The Gluten Free Expo attracted thousands this weekend. People waited in line at the Convention Centre for over two hours to enter the event. It was sold out and some even tried to hawk their entry passes for profit. Parking was nearly impossible and the side-walks leading in and out, impassible. Yet, hype and allure notwithstanding, the Expo proved disappointing.
Sponsored by Choices Markets and featuring over one hundred exhibitors, this G-Free convention seemed to neglect the craving that most underpins the daily struggle of those suffering from celiac disease, i.e. : to enjoy eating good food just like the rest of us. Instead, there was an endless barrage of opportunities to sample tasteless crackers, bland pseudo-bread and nutritional bars.
The diagnosis— Celiac disease is an autoimmune disorder of the small intestine, which befalls people with its genetic predisposition (<1% of the pop.). Following initial exposure to gluten, which precipitates an inflammatory reaction in the lining of the digestive organ, the health and nutrition of a person of this genetic predisposition become imperilled The upshot is that celiacs get awfully ill if they eat any wheat, barley or rye; and on top of the initial symptoms upon ingestion, which include vomiting, diarrhoea, nausea, headache and fatigue, they also risk irreparable harm to their insides if they swallow even a crumb of gluten.

| What you are asked to do |
In the text about the Gluten Free Expo, copy out the part that begins with "The Gluten Free" and ends with "Expo proved disappointing.", substituting "exhibition hall" for "Convention Centre". The listing that comes next was taken from a different source.

| Record excerpts |
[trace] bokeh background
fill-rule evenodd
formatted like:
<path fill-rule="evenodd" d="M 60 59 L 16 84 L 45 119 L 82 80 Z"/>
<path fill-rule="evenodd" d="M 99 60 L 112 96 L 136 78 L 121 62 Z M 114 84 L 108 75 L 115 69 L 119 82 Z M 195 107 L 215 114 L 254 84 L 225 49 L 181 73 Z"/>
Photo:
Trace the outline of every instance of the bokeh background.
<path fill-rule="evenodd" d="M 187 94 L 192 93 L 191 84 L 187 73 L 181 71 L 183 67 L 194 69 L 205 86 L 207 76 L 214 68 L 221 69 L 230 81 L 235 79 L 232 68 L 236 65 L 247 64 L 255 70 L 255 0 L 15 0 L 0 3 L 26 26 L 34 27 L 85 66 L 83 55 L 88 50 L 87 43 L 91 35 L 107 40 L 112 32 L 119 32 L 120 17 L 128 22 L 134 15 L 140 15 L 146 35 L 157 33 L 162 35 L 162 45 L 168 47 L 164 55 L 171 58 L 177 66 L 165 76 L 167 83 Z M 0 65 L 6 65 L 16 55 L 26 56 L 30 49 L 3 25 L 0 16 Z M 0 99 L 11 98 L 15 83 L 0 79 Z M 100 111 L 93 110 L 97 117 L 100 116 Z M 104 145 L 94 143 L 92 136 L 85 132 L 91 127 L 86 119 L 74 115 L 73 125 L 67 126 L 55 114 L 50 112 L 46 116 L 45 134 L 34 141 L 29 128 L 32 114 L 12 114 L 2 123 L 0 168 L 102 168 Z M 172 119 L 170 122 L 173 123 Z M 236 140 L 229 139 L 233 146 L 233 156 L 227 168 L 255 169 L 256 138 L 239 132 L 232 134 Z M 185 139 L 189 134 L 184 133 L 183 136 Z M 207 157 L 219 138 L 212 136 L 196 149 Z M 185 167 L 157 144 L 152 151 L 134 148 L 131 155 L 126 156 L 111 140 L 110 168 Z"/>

| Response to the exercise |
The Gluten Free Expo attracted thousands this weekend. People waited in line at the exhibition hall for over two hours to enter the event. It was sold out and some even tried to hawk their entry passes for profit. Parking was nearly impossible and the side-walks leading in and out, impassible. Yet, hype and allure notwithstanding, the Expo proved disappointing.